----- DATA SECTION -----
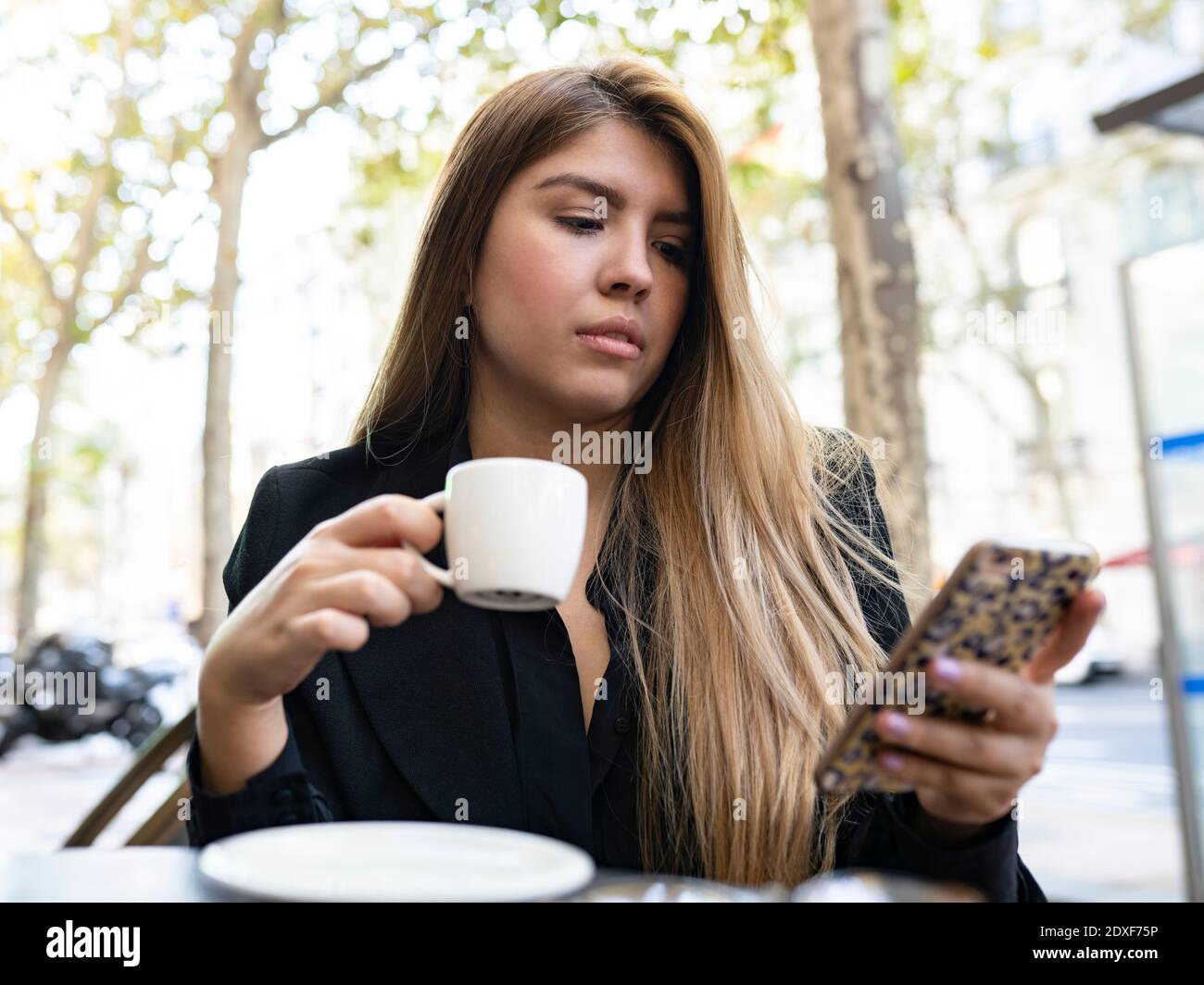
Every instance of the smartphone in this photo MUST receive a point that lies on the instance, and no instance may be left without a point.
(997, 607)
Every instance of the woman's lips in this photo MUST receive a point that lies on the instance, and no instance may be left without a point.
(603, 343)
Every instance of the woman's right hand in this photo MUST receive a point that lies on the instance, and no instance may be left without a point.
(347, 573)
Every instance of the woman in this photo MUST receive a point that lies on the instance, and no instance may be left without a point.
(670, 714)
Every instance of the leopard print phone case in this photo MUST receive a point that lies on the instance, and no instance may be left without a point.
(997, 607)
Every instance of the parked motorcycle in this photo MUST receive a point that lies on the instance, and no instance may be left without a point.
(119, 697)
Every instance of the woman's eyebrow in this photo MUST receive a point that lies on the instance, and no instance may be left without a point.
(615, 199)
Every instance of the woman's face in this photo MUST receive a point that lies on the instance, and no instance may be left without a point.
(600, 228)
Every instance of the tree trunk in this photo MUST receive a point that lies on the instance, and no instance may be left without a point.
(875, 265)
(229, 182)
(41, 455)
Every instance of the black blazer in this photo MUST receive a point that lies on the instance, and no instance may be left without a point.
(408, 740)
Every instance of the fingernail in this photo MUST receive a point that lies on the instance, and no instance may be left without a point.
(947, 668)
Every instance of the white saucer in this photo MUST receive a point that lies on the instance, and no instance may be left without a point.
(396, 861)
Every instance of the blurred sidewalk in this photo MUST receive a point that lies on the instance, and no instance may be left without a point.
(1100, 821)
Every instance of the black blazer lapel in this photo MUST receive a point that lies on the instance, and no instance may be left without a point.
(433, 692)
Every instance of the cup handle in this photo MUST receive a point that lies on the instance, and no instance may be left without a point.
(436, 501)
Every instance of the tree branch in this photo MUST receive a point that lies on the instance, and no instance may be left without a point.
(332, 95)
(28, 241)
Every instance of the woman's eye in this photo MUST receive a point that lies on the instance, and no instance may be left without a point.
(571, 224)
(672, 252)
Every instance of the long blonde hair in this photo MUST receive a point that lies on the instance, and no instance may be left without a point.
(734, 557)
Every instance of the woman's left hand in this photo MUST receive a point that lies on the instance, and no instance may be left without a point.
(967, 776)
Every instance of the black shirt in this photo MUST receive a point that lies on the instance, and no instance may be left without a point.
(576, 787)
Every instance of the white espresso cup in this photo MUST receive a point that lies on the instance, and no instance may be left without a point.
(513, 531)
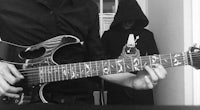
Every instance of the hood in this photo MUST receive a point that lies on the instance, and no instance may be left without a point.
(129, 10)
-----
TASK BRIEF | Please output every entry above exactly, without the pictures.

RESULT FOR THIS TASK |
Every instance of the smartphone in this photo MUST receive a point that lies on the instance, and no instance may be left without a point.
(997, 607)
Every instance of the woman's lips in this photo MUST receive a point that lies on the instance, and no instance may be left without a point.
(603, 343)
Every instance of the woman's right hand in this photo MUST receive a point that lies on the instance, and no instance may be left without a point.
(347, 573)
Every instance of the woman in this photo MUST receive a point that lies on the instance, and no instance may be left without a point.
(670, 714)
Every instance of the leopard print phone case in this photo MUST receive a point that lies on the instance, and no instance may be left without a point.
(997, 607)
Every instance of the parked motorcycle in this photo MUST receive a point that lies on the instance, and no instance may be left without a point.
(119, 697)
Every instance of the woman's eyebrow in this photo MUST receive a point that lies on the instance, and no instance may be left without a point.
(615, 199)
Every instance of the woman's face in this photo MUST receive a point that lies on the instance, and no instance may be left without a point.
(600, 228)
Every instance of the tree trunk in this photo MUST receive a point that lies on the instance, and no instance may be left without a point.
(875, 265)
(229, 182)
(41, 455)
Every instance of the black blazer in this photo MUST receive a point that lies on the instance, and no instance may be left without a point.
(408, 740)
Every instance of the fingernail in this photo MUST receive a point that lies on the instance, and no instance may be left without a point.
(947, 668)
Every instance of the white saucer in this photo MUST receive a point that lies on the instance, and no instance may be left without a point.
(396, 861)
Every instance of the blurred sidewalk in this photo MUST receive a point that lies on the instance, and no instance may be left without a point.
(1100, 821)
Every instance of the black blazer lapel in this photo MUST receive a point that lies on the instance, and no instance may be left without a point.
(433, 692)
Every instance of the cup handle in this photo MUST receive a point that lies on the instance, and no instance may be left without a point.
(436, 501)
Every instance of the tree branch in this photo MUST receive a point that lies on the instance, and no instance may be left without a point.
(332, 95)
(28, 241)
Every instance of the woman's eye in this photo MUST receive a point that lies on the instance, and no instance may be left without a point.
(571, 224)
(672, 252)
Every instance of the long blonde hair in this photo MUST receive a point that lies on the instance, and no instance may be left without a point.
(734, 557)
Every instance of the woman's left hand in this photo MUST receive a point that lies on the instance, and no instance may be left without a point.
(967, 776)
Every instance of the black shirt in this photo MUST receive a point that lies on the instance, and no instance may be left without a point.
(576, 787)
Every instance of the white espresso cup in this photo MUST receive a point that lies on the instance, and no instance may be left without a point.
(513, 531)
Every instance of the hood in this photo MUST receive a point that lies on the instance, and no instance may be left without a point.
(129, 10)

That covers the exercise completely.